▶ TEXT FOR ANALYSIS:
Researchers with Mid-America Bigfoot Research Center took this 2009 cast of what they claim might be a footprint of the elusive Bigfoot in the Kiamichi Mountains in southeastern Oklahoma. A group of about 30 researchers spent Memorial Day weekend looking for evidence of the creature.
The Kiamichi Mountains and the Little River outside of Honobia, Oklahoma, July 27, 2008. Photo: William Moore/The Oklahoman.
This cast, made in 2008 in Chelsea, Oklahoma, is of a footprint that is about 15 inches long by 5 inches wide.
Researchers with the Mid-America Bigfoot Research Center set a cast of a footprint of what they say could be a Bigfoot during a 2008 expedition near Chelsea, Oklahoma. They are Roy McClish (from left), Todd Bunton, Dave Ganote and Randy Harrington.
LaVelle Rose of Ludlow, Oklahoma, holds a clump of foul-smelling, fine, woolly hair, found by her husband Odell Rose, June 2008, in the forest outside of Honobia, Oklahoma. Photo: William Moore/The Oklahoman.
Researchers believe that a footprint they discovered over the Memorial Day 2009 weekend in the Kiamichi Mountains of southeastern Oklahoma is that of the elusive creature Bigfoot.
D.W. Lee, global director of the Mid-America Bigfoot Research Center, said the print was discovered about five miles into the woods. They were able to make a cast of the print, which measured 15 3/4 inches long and 5 inches wide.
“The toes were clearly visible on the cast after it was lifted up,” Lee said.
In addition, Lee said they heard “vocalizations” in the woods that they recognize as the tell-tale mocking calls of Bigfoot. Whoop sounds, “attempted imitations” of whippoorwills and mimicking of dove and owl calls were heard, he said.
One crew member was hit by a rock during a night hike just moments after two large animals were spied through a night scope walking on two feet across a logging road.
“A lot of people, it doesn’t really dawn on them when rocks land near them” that Bigfoot could be responsible, Lee said.
Lee and his crew are evaluating hundreds of photographs and hours of video recordings taken over the weekend by about 30 researchers.
U.S. Fish and Wildlife Service biologist Scott Simmons said he has not been involved in any Bigfoot-seeking expeditions but that people are capable of collecting and analyzing data and have been doing so for years in fascination of the possibility of an unknown apelike species.
“I’m not going to tell someone they did not see or did see something,” he said.
Flashback: Bigfoot hunter Bob Stamps is pictured beside a “life-size” silhouette of the legendary creature in Midwest City, Oklahoma. He wanted to prove the creature existed by capturing it during the summer of 1977. Photo published on August 21, 1977 in The Daily Oklahoman.

▶ EXCERPTED RECORDS:

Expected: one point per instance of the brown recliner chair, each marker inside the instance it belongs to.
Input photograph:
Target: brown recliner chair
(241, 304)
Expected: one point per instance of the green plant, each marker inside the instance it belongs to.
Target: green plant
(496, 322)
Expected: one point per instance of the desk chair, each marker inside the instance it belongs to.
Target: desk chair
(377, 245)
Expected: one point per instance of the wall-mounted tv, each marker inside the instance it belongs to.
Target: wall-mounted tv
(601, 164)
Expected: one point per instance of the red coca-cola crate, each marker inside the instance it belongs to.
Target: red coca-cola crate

▶ QUESTIONS:
1. From the Oklahoma Bigfoot article, output the passage that begins with the words "One crew member" and ends with "a logging road.", copied with no changes.
2. According to the Oklahoma Bigfoot article, why did Bob Stamps want to capture the creature during the summer of 1977?
The rows have no connection to the Oklahoma Bigfoot article.

▶ SOLUTIONS:
1.
One crew member was hit by a rock during a night hike just moments after two large animals were spied through a night scope walking on two feet across a logging road.

2. He wanted to capture it to prove that the creature existed.